*** Opening of STORED DATA ***

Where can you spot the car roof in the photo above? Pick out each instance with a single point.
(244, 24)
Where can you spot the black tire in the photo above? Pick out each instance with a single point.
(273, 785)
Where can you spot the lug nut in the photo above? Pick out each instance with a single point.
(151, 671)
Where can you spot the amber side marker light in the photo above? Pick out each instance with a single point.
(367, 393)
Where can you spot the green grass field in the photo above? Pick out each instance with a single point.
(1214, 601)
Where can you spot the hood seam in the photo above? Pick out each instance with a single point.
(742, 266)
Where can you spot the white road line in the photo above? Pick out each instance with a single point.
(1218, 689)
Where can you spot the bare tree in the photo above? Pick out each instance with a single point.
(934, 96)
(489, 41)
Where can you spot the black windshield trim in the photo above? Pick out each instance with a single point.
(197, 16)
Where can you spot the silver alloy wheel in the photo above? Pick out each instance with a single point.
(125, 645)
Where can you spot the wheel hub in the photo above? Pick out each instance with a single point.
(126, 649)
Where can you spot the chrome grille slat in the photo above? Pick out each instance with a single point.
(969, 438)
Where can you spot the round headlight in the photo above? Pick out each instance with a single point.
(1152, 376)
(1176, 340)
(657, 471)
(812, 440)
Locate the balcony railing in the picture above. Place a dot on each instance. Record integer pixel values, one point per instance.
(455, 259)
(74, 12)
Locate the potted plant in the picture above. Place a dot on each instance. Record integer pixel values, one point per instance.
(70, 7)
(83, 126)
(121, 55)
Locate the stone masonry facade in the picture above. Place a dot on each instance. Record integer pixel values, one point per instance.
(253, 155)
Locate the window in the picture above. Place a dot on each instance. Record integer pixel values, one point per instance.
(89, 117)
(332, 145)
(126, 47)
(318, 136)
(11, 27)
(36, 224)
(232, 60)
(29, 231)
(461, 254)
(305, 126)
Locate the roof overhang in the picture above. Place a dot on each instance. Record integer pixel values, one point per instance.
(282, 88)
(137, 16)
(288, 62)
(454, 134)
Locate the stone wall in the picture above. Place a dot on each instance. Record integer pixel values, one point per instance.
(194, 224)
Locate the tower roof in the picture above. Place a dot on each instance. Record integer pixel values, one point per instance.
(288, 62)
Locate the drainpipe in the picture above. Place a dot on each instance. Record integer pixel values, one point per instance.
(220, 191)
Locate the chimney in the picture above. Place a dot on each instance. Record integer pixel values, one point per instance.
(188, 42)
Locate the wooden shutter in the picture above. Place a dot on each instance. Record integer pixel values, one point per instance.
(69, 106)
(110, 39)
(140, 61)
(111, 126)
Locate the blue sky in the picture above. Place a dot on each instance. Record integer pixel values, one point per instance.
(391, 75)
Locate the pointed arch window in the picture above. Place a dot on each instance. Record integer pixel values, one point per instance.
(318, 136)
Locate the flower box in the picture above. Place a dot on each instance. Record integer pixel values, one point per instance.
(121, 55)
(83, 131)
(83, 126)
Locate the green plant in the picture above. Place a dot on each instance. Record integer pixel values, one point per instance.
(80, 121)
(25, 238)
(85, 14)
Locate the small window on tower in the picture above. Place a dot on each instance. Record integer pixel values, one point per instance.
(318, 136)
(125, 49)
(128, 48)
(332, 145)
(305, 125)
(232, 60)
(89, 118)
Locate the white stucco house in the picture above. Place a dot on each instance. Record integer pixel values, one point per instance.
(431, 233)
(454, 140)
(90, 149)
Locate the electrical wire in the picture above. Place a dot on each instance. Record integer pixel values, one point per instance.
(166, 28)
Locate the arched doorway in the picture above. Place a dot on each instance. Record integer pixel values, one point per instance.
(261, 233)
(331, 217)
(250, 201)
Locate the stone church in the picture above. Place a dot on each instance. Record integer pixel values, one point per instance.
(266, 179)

*** Close of STORED DATA ***

▸ **TASK DETAILS**
Set down all the data exactly as given.

▸ **EXPECTED OUTPUT**
Where can you spot the car roof in the photo above? Pick out each instance with a single point.
(244, 24)
Where can you spot the black tire in the photo above? Pick out each instance with a single point.
(273, 785)
Where can you spot the lug nut in the photo above? Pick out each instance with a single point.
(151, 671)
Where can you spot the amber side marker light in the photo above? Pick out each instance with a single point.
(367, 393)
Where can you spot the green grass field in the photo above? Pick out each instance with a single point.
(1214, 601)
Where can you spot the hood seam in the photo above? Pick out each instance with a single point.
(742, 266)
Where can you spot the white road line in the photo above? Pick out each instance with a single point.
(1218, 689)
Where can you spot the bare tree in the photo above? Pick out each instance with a single point.
(934, 96)
(489, 41)
Where can you spot the black windshield trim in the photo above? Pick out each instance with a single point.
(197, 16)
Where can you spot the silver alloy wheel in the photo above? Pick out each instance with a single point.
(125, 645)
Where can you spot the wheel hub in the photo above? Pick out each instance with a single point.
(126, 649)
Where can you spot the chrome grille slat in the photo above? Pick out each instance with a single point.
(969, 438)
Where can you spot the round headlight in the photo above? Pick out each instance with a single point.
(1152, 376)
(1176, 340)
(657, 471)
(812, 440)
Locate the balcony railing in the picture above. Place a dot on each instance. Record integer pixel values, one point per instance.
(455, 259)
(74, 12)
Locate the potted plant in the picture above. Place a dot on each instance. Record integer pixel values, one point per instance.
(70, 7)
(83, 126)
(121, 55)
Locate the stone masonry facade in the picture above. Place a dot on each instance. Record integer pixel values, one point per instance.
(253, 155)
Locate the window in the picture above. Place a dot on each instance. Record integer pixel values, one point per instance.
(89, 117)
(332, 145)
(126, 47)
(318, 136)
(11, 27)
(36, 224)
(232, 60)
(29, 231)
(461, 254)
(305, 126)
Locate the roof overhang in the picture above. Place a dot on each instance. Record integer pixel values, one point per instance.
(282, 88)
(137, 16)
(288, 62)
(454, 134)
Locate the stone wall in the picture above. Place a dot on each instance. Record integer pixel values, one point per instance.
(194, 224)
Locate the tower roof in the picture above. Place a dot on each instance. Record integer pixel values, one point per instance.
(288, 62)
Locate the drainpipe in the picture above. Place a dot on each instance. Record integer pixel values, one point per instance.
(220, 191)
Locate the chimney in the picture above. Place a dot on each instance. Record integer pixel values, one point per instance.
(188, 42)
Locate the wooden shutter in the picture above. Place a dot on each instance. Record integer pixel values, one point per instance.
(69, 106)
(110, 39)
(140, 61)
(111, 126)
Locate the blue sky in the picture above. Place a dot on each instance. Record integer pixel values, one point per instance.
(391, 75)
Locate the pointed arch window in the picture above. Place a dot on each instance. Record integer pixel values, one point per instance.
(318, 136)
Locate the flower box in the picture above. Place a dot on each instance. Record integer pixel values, one point per instance.
(121, 55)
(83, 131)
(83, 126)
Locate the green plant in the picture above. Place a dot on each instance. Record integer pixel values, one point per instance.
(80, 121)
(25, 238)
(85, 14)
Locate the small window on tower in the picture above. Place a dot on each instance. Record integer pixel values, one point per instance.
(318, 136)
(125, 49)
(128, 48)
(332, 145)
(305, 125)
(232, 60)
(89, 118)
Locate the white stucco house in the picture above. Place a dot on each instance. Record integer pixel values, one point per instance.
(431, 233)
(454, 140)
(90, 149)
Locate the electrical wire in the picture above. Place a dot on each instance. Record integer pixel values, one point per instance.
(166, 28)
Locate the arched doorway in the picture above. Place a dot on each instance. Record integer pixel values, one point per instance.
(261, 233)
(331, 217)
(250, 201)
Locate the stone church in the picture above. Place a dot on each instance. Record integer pixel values, one point per instance.
(266, 179)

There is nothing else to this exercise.